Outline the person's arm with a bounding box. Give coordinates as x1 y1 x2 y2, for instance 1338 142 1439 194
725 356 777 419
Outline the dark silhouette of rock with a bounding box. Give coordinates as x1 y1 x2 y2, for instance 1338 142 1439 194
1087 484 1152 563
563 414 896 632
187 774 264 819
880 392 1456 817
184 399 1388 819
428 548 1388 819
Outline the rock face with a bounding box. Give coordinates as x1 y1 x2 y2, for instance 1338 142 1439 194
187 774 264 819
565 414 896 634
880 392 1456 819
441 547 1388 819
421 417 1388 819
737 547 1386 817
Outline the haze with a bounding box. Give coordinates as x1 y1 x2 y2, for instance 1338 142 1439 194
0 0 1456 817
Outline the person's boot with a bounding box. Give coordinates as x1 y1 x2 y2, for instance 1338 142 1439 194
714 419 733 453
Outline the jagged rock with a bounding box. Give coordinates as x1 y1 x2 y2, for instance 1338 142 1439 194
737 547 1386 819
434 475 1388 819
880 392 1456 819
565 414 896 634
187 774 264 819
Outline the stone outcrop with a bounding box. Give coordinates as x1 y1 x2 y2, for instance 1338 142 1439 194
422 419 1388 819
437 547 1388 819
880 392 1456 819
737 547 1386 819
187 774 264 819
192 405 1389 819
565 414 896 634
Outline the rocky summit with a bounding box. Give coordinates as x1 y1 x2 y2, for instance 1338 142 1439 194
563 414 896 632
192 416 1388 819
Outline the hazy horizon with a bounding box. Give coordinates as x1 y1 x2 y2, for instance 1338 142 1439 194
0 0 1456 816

---*---

** Set exercise **
Rewrite the records from their first line through the line containing "737 547 1386 817", both included, offsetting every bounding-box coordinate in the answers by 77 and leaving all other lines unchanged.

** Task solution **
Outline the person's arm with a bounding box. Give coordinates as x1 y1 x2 y2, for instance 1338 142 1439 194
802 433 854 496
Outline the dark silhouette of rock with a bounding box. Give coordinates as x1 y1 x2 y2, for instance 1338 142 1439 194
1164 561 1229 640
640 491 973 709
264 851 341 896
957 469 1533 894
261 476 1465 896
505 625 1465 896
Outline the rock face with a bounding box. Give coordinates as x1 y1 x2 y2, for instance 1338 142 1439 194
264 851 341 896
642 491 973 711
957 469 1533 896
518 624 1465 896
498 494 1465 896
814 624 1463 894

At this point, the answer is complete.